La tarde del 24 de diciembre del año 1987, llegó a mi casa en su Renault 4, con el mate listo, para que lo acompañara a unas capillas de campo. Era la víspera de Navidad y debía celebrar Misa en tres lugares distintos. Sin tardanza subí al auto y comenzamos el viaje hacia la primera capilla a unos 30 kilómetros de la ciudad. Allí aguardaba un grupo de feligreses que rezaban el rosario bajo un techo de chapa que hacía transpirar hasta los bancos de madera que se encontraban en el interior del lugar.
Una vez allí, el padre, colocándose el alba sobre la sotana, se dispuso a escuchar confesiones bajo un árbol cercano a la puerta de la capilla. Celebró la Misa y luego de saludar a los feligreses por la navidad, emprendimos el viaje hacia la segunda capilla. El sol parecía enfurecido con nosotros y el 4L con sus pequeñas ventanillas era un verdadero horno. Transcurrida la celebración y los saludos de rigor continuamos nuestro viaje hacia la tercera capilla. Con la tarde ya entrada y el sol perdiéndose en el horizonte, el padre se dispuso a celebrar la tercera Misa. El calor era intenso y la pequeña iglesia con su correspondiente techo de chapa colaboraba para que se intensificara aún más.
Parado en la sacristía comenzó a revestirse una vez más con los ornamentos para la celebración. En ese momento sentí admiración por aquel hombre que luego de una larga y calurosa tarde, habiendo confesado y celebrado misa en dos lugares previos, se disponía con tanta piedad para la última Misa del día. No le importaba el calor, ni su sotana y ornamentos empapados en transpiración, ni el cansancio que se hacía notar en su rostro. Junto a esa admiración que experimenté, surgió un fugaz deseo de imitarlo. Había sido un día duro, sacrificado, difícil, pero sin saberlo me había transmitido su modo de vivir a pleno esa vocación de servicio. Su entrega a Dios y a las almas me conmovió.

CONSIGNA 1: Según el relato, ¿en cuántos lugares distintos debía celebrar Misa el padre aquella víspera de Navidad?
El relato y las filas que siguen son materiales independientes entre sí.

DATOS DE ENTRADA:
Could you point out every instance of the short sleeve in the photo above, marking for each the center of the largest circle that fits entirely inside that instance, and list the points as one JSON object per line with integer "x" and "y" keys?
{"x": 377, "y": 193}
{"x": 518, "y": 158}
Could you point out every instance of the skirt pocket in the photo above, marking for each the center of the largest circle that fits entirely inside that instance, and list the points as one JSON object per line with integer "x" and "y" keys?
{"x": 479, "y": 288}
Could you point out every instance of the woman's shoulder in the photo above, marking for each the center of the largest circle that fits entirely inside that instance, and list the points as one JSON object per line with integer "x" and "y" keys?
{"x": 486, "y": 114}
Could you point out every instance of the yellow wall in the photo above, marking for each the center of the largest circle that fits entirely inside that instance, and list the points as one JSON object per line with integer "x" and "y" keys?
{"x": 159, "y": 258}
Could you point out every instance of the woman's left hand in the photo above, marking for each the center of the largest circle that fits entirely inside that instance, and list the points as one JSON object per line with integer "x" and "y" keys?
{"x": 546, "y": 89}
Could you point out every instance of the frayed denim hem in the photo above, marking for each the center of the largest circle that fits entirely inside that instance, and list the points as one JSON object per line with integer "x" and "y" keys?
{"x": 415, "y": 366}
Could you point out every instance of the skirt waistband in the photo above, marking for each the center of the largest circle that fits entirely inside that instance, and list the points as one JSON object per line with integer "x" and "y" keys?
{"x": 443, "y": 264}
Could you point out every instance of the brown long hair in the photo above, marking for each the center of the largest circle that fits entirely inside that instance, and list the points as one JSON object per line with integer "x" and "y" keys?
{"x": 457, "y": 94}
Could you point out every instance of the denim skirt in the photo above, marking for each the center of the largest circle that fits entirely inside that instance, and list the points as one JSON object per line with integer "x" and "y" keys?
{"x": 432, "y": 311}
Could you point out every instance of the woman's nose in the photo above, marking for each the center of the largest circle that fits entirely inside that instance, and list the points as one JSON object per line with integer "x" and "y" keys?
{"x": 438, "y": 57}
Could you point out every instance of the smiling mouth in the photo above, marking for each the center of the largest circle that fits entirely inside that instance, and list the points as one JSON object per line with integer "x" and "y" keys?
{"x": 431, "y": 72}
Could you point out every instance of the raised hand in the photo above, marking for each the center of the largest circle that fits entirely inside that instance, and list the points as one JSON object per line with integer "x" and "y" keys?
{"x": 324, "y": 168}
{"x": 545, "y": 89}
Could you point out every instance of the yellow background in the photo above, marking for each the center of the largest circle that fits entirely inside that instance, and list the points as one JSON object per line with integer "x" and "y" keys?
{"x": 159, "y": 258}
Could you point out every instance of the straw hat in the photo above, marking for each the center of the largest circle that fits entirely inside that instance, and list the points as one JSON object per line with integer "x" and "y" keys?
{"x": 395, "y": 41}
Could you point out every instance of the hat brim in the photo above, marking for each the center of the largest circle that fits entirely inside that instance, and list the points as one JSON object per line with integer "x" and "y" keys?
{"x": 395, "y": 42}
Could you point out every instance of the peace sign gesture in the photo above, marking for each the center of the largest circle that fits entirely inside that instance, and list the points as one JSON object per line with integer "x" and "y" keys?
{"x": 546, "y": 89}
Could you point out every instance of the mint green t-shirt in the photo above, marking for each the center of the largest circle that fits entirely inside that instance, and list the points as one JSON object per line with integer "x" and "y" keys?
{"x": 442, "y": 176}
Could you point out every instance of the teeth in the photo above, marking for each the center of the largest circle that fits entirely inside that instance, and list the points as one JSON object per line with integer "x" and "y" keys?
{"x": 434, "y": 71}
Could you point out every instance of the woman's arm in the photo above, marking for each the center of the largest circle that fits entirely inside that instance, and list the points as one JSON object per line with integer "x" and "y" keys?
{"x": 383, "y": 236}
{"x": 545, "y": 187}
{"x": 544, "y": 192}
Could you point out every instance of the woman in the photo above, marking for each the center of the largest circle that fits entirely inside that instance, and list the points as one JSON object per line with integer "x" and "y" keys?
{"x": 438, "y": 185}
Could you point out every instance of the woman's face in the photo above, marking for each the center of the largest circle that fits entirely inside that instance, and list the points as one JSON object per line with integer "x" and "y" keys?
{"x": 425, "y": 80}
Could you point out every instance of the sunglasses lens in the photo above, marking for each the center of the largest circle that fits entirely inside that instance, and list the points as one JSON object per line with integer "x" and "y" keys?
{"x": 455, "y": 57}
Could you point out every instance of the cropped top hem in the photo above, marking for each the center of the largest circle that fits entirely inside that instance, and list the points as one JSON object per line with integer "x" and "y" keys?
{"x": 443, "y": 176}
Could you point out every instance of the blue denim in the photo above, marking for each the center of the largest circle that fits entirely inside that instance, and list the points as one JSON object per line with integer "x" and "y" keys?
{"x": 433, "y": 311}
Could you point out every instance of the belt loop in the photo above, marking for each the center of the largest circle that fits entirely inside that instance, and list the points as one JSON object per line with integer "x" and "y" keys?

CONSIGNA 2: Filtra las filas y copia cada línea que contenga la palabra "green".

RESPUESTA 1: En tres lugares distintos.

RESPUESTA 2:
Could you point out every instance of the mint green t-shirt in the photo above, marking for each the center of the largest circle that fits entirely inside that instance, and list the points as one JSON object per line with integer "x" and "y" keys?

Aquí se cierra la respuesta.